Position annotation records:
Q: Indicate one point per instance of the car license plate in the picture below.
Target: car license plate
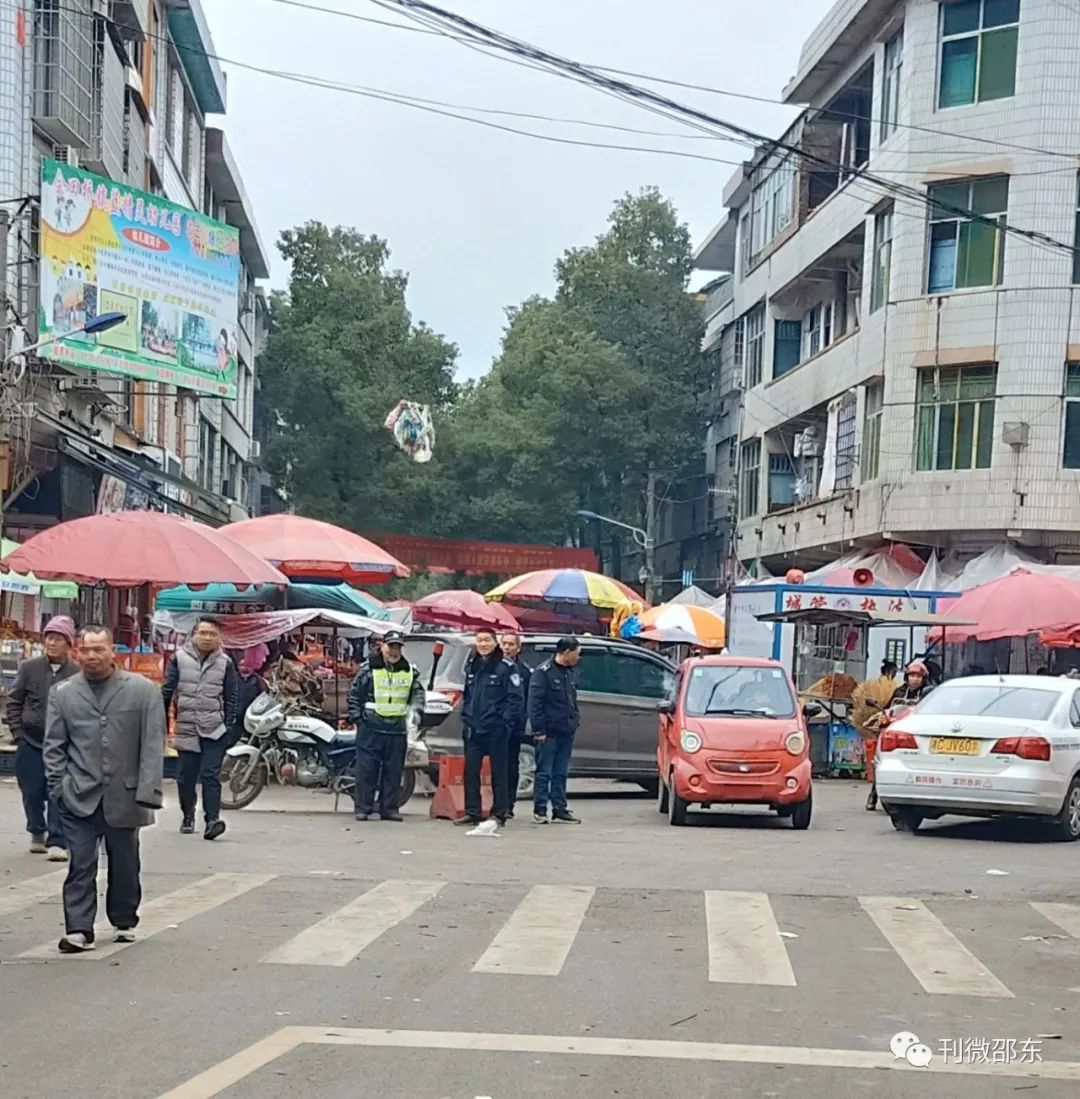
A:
(954, 745)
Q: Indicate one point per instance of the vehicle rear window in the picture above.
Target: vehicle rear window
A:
(421, 654)
(738, 691)
(992, 700)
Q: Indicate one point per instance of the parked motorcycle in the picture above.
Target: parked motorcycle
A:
(286, 741)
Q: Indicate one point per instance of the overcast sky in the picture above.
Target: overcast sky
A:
(476, 217)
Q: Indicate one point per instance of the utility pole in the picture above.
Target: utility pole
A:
(4, 422)
(653, 588)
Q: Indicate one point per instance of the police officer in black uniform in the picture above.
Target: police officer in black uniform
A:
(510, 644)
(489, 707)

To do: Reproduce the lines starting at the line containing "Q: Indicate one point per instance of the police" and ending with the last line of the records, both included.

Task response:
Q: Indicate one point per instance of the police officer in black uniform in the picture above.
Target: police officer in black uniform
A:
(510, 644)
(489, 707)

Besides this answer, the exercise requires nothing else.